◆ Brief:
Copy every line of the entries below word for word, omitting the pictures.
START
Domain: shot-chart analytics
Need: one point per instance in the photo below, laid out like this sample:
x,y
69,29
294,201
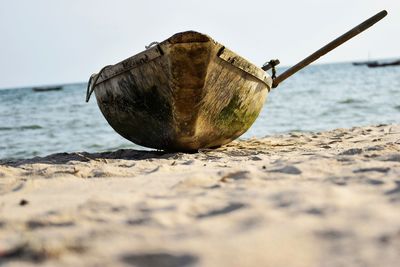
END
◆ Correct answer:
Domain: shot-chart analytics
Need: one point per instance in the photo below, laid out like this sample:
x,y
69,29
294,201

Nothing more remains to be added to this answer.